» TASK SET:
[a] What is "The 5-Year General Capital/Project Plan for 2022 to 2026 is scheduled to be presented on March 15, 2022." from the Gibsons capital projects text in Spanish?
[b] Answer from the Gibsons capital projects text:
(i) How much was budgeted for sanitary projects in 2022?
(ii) What is the cost of the planned watermain replacement?
(iii) How many hectares of land will the stormwater ponds service after the White Tower expansion?
[c] Can you pick up the Gibsons capital projects text after its last sentence and continue it?

What Is a Capital Project?
A capital project is a long-term, capital-intensive investment project with a purpose to build upon, add to, or improve a capital asset. Capital projects are defined by their large scale and large cost relative to other investments that involve less planning and resources.
In the Town of Gibsons, a capital project usually refers to a cost-intensive initiative that will improve the value and service capacity of our infrastructure (e.g. the Whitetower Pond upgrade), or help us maintain our infrastructure (e.g. the purchase of a new dump truck).
Sanitary Sewer Capital Projects – 2022
For 2022, $356,000 has been budgeted for sanitary projects, with $174,000 of that related to completing strategic updates at the Wastewater Treatment Plant. Other projects include data collection improvements and operational improvements at the waste water treatment plant.
To view a complete spreadsheet of planned 2022 Sanitary Projects, please click here.
To view a complete spreadsheet of planned Sanitary Projects 2022 – 2026, please click here.
Water Capital Projects – 2022
For 2022, $2.202 million has been budgeted for water projects, with $1.623 million of that related to adding Well #6 to the Town’s water infrastructure. Other planned projects include a watermain replacement ($348,000), improvements at Well #3 Pumphouse ($76,000) and completing the update of the Aquifer Mapping Study ($35,000).
To view a complete spreadsheet of planned 2022 Water Projects, please click here.
To view a complete spreadsheet of planned Water Projects 2022 – 2026, please click here.
General Capital Projects – 2021
The 5-Year General Capital/Project Plan for 2022 to 2026 is scheduled to be presented on March 15, 2022.
To read the Staff Report, which presents an overview of all the capital projects planned for 2021 and beyond, click here: Draft 2021 to 2025 5-Year General Capital/Project Plan.
The 2021 General Capital Plan, totalling $3.029 million, includes the following significant projects:
- White Tower Stormwater Pond construction – ($955,000) – to construct an additional stormwater pond in White Tower Park. The expansion will enable the stormwater ponds to service 47.7 hectares of land and help address long-term erosion and water quality impacts of past development impacts on Charman Creek.
- Gibsons Way Improvements ($442,000) – to construct a bike lane (including the necessary fill and sub-base structure) on the south side of Gibsons Way between School Road and North Fletcher Road, and to bring North Fletcher Road up to the Town’s Local Road standard.

» EXTRACTED DATA:

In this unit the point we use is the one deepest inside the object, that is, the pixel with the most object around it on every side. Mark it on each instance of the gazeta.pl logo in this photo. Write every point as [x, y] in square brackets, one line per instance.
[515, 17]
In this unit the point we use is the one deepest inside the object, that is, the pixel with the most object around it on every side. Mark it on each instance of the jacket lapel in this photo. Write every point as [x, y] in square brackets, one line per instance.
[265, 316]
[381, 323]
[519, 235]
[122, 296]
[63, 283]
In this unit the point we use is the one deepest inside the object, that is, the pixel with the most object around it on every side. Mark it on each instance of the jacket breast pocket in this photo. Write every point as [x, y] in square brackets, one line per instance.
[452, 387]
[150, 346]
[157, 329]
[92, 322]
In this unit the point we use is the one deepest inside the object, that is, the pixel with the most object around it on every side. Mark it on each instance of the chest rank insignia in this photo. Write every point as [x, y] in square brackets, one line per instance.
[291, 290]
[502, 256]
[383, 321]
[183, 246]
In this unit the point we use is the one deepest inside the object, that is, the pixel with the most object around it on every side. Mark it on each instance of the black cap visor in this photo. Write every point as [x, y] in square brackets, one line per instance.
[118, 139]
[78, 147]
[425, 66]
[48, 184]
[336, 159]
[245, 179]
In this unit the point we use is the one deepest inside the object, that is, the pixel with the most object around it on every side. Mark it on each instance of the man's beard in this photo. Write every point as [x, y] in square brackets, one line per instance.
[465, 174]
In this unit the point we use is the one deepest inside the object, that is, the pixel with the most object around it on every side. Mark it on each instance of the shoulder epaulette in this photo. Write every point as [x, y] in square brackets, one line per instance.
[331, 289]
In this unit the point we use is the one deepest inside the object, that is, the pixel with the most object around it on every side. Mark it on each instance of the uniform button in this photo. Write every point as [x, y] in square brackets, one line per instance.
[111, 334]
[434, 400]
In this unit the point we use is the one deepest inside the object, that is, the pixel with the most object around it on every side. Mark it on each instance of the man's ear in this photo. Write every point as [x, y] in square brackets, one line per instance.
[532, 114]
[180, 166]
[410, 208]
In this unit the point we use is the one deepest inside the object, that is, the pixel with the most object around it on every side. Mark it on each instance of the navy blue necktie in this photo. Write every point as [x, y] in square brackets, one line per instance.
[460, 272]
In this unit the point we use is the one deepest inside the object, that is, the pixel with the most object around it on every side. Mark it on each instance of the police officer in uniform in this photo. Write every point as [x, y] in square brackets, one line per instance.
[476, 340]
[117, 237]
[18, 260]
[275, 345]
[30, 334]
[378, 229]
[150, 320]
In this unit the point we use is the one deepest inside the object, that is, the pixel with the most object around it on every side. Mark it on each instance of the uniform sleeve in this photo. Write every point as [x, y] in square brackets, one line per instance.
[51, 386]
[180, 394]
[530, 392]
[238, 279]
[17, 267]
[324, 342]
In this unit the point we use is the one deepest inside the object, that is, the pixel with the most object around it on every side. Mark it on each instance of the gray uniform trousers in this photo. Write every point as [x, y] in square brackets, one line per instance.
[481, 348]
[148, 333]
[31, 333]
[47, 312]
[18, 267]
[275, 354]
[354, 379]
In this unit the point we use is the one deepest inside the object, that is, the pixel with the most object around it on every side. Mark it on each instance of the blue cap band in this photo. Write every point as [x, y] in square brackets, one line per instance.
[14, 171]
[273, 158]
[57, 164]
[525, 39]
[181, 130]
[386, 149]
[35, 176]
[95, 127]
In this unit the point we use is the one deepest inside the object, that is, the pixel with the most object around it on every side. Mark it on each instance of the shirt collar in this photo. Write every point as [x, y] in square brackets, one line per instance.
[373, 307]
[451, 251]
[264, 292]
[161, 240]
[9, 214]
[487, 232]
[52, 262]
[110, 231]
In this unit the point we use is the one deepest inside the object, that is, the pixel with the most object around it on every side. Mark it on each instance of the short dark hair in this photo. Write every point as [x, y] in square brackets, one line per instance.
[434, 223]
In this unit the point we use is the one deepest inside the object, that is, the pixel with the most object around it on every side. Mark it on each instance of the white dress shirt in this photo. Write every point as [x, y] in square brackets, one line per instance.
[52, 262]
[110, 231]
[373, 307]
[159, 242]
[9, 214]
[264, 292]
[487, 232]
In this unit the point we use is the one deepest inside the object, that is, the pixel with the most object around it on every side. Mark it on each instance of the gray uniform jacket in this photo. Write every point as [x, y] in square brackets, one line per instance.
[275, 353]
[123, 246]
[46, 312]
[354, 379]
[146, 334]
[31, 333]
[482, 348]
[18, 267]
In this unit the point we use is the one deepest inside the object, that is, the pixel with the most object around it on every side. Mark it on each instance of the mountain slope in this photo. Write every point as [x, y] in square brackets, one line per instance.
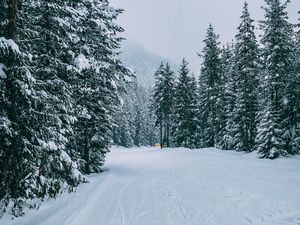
[142, 61]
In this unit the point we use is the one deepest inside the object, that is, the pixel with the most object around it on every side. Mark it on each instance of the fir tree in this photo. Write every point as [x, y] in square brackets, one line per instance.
[185, 110]
[276, 81]
[246, 69]
[163, 95]
[209, 90]
[99, 73]
[228, 98]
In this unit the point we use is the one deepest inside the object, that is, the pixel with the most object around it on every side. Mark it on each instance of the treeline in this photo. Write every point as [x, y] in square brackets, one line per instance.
[134, 120]
[59, 76]
[248, 94]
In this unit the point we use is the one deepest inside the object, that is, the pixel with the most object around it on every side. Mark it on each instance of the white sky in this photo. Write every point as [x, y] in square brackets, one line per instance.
[176, 28]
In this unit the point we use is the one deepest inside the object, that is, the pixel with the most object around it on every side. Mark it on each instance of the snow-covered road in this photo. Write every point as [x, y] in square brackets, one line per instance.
[179, 187]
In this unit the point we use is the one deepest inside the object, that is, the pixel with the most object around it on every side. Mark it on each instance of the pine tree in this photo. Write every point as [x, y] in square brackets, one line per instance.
[163, 95]
[228, 98]
[209, 90]
[276, 81]
[295, 128]
[185, 109]
[99, 73]
[19, 149]
[246, 69]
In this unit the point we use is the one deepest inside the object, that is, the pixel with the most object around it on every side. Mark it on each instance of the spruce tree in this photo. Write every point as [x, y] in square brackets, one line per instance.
[99, 73]
[246, 69]
[228, 98]
[163, 100]
[276, 81]
[209, 90]
[295, 128]
[185, 125]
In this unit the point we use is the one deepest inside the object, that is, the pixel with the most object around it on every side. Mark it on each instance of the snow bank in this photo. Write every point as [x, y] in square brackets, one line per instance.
[148, 186]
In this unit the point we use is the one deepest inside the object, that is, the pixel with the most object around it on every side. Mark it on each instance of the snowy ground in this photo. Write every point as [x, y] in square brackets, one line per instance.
[179, 187]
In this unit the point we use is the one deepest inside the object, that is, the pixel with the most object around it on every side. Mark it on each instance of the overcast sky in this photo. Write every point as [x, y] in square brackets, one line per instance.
[176, 28]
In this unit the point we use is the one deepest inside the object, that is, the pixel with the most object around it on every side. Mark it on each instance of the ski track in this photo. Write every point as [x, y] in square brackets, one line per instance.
[179, 187]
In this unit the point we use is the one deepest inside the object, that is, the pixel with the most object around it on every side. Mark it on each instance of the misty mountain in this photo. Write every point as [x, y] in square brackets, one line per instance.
[143, 62]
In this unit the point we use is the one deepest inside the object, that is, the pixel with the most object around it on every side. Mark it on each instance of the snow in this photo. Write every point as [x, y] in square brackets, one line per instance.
[9, 44]
[147, 186]
[81, 62]
[2, 74]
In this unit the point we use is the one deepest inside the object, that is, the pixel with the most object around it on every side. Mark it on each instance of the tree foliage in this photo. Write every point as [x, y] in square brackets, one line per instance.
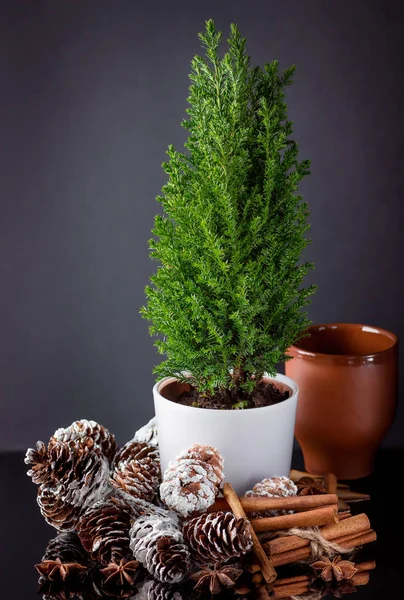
[226, 301]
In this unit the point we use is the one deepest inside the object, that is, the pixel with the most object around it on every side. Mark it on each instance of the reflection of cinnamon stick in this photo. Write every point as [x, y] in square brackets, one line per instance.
[309, 518]
[363, 567]
[267, 569]
[261, 503]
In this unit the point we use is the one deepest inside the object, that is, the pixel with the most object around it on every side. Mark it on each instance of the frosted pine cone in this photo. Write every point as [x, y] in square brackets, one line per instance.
[209, 455]
[148, 433]
[39, 459]
[139, 478]
[58, 513]
[158, 544]
[87, 429]
[104, 529]
[217, 537]
[136, 451]
[272, 487]
[74, 475]
[190, 484]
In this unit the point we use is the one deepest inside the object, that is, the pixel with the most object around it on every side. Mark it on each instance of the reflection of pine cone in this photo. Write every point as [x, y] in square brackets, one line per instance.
[217, 537]
[74, 475]
[104, 529]
[157, 543]
[136, 451]
[272, 487]
[87, 429]
[63, 566]
[191, 483]
[151, 589]
[139, 478]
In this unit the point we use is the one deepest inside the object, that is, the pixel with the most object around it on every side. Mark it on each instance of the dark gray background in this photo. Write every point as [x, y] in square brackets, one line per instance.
[92, 92]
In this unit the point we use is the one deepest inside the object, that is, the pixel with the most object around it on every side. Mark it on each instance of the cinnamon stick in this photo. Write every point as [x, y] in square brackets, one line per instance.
[331, 483]
[350, 496]
[267, 569]
[261, 503]
[285, 558]
[310, 518]
[352, 526]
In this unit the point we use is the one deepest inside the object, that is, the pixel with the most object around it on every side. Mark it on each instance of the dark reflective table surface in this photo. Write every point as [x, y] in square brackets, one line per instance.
[24, 534]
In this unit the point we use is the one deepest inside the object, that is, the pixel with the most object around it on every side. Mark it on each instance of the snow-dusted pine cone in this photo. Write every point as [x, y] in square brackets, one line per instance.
[58, 513]
[190, 484]
[139, 478]
[151, 589]
[272, 487]
[87, 429]
[104, 529]
[133, 450]
[158, 544]
[73, 475]
[217, 537]
[209, 455]
[148, 433]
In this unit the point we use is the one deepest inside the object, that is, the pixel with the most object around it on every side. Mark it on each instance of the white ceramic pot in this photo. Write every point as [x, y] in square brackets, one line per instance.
[255, 442]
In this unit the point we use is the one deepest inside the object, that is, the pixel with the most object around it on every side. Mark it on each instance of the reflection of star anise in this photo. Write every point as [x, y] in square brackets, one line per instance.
[337, 569]
[216, 578]
[123, 572]
[55, 570]
[336, 588]
[307, 486]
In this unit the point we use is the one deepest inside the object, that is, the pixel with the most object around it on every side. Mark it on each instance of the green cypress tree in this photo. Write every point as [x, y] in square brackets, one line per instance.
[226, 300]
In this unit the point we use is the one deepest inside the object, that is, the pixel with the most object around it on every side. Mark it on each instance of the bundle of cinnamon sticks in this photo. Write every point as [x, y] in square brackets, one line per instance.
[323, 511]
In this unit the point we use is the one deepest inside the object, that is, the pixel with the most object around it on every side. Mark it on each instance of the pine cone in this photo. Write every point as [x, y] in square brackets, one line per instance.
[139, 478]
[217, 537]
[158, 544]
[63, 567]
[151, 589]
[136, 451]
[273, 487]
[209, 455]
[74, 475]
[190, 485]
[104, 529]
[87, 429]
[39, 460]
[58, 513]
[148, 433]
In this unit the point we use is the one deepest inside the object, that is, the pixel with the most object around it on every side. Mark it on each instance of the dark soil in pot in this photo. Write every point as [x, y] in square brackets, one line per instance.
[265, 394]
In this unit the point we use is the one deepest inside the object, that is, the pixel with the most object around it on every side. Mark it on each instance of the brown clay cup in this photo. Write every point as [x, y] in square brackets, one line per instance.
[348, 379]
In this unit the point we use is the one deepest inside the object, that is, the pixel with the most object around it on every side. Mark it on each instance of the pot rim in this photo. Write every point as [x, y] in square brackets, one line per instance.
[349, 358]
[291, 383]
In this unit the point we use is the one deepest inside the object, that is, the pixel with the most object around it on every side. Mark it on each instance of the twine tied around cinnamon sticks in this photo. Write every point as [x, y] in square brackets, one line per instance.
[318, 545]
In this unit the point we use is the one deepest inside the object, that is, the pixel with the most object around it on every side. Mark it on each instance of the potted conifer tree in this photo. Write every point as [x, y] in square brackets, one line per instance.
[227, 298]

» TASK-BY-TASK ANSWERS:
[a] Está previsto que el Plan General de Capital/Proyectos a 5 años para 2022 a 2026 se presente el 15 de marzo de 2022.

[b]
(i) $356,000
(ii) $348,000
(iii) 47.7 hectares

[c]
- Pavement Rehabilitation ($672,000) – typically, staff recommend a minimum annual budget of $300,000 be allocated for pavement rehabilitation. $280k of this year’s budgeted amount is a carryover from 2020, when COVID-19 contributed to many project delays. For more detail about the Town’s paving program and its approach to maintaining our roads, please click here.
- Reed Road Multi-Use Path – West of Park ($125,000) – to extend the curb and path which will be constructed by the developers of Parkland Phase 4 to Park Road (rather than terminating mid-block). The Reed Road multi-use pathway has been included in a recent grant application as part of a larger program of pedestrian and cyclist improvements. If the Town is awarded this grant, the budgeted amount would decrease and the multi-use path would be extended all the way to North Road.
- Gibsons District Energy Utility Decommissioning ($100,000) – In 2020, Gibsons’ Council made the decision to decommission the GDEU over a three-year period. Property owners will be compensated for the remaining life of their heat pumps as at September 30, 2023 (the final day of operation for the utility.)
- Source to Sea Project ($85,000) – this project seeks to evaluate the natural assets that lie within the entire watershed of the Gibsons Aquifer. This is considered to be an ecologically relevant scale, as activity that impacts the natural assets within the watershed (but outside of Town boundaries) also impacts our community’s stormwater management, flood mitigation and drinking water services. Natural assets in the watershed area which will be assessed include forests, streams, creeks, wetlands, urban parks and the foreshore.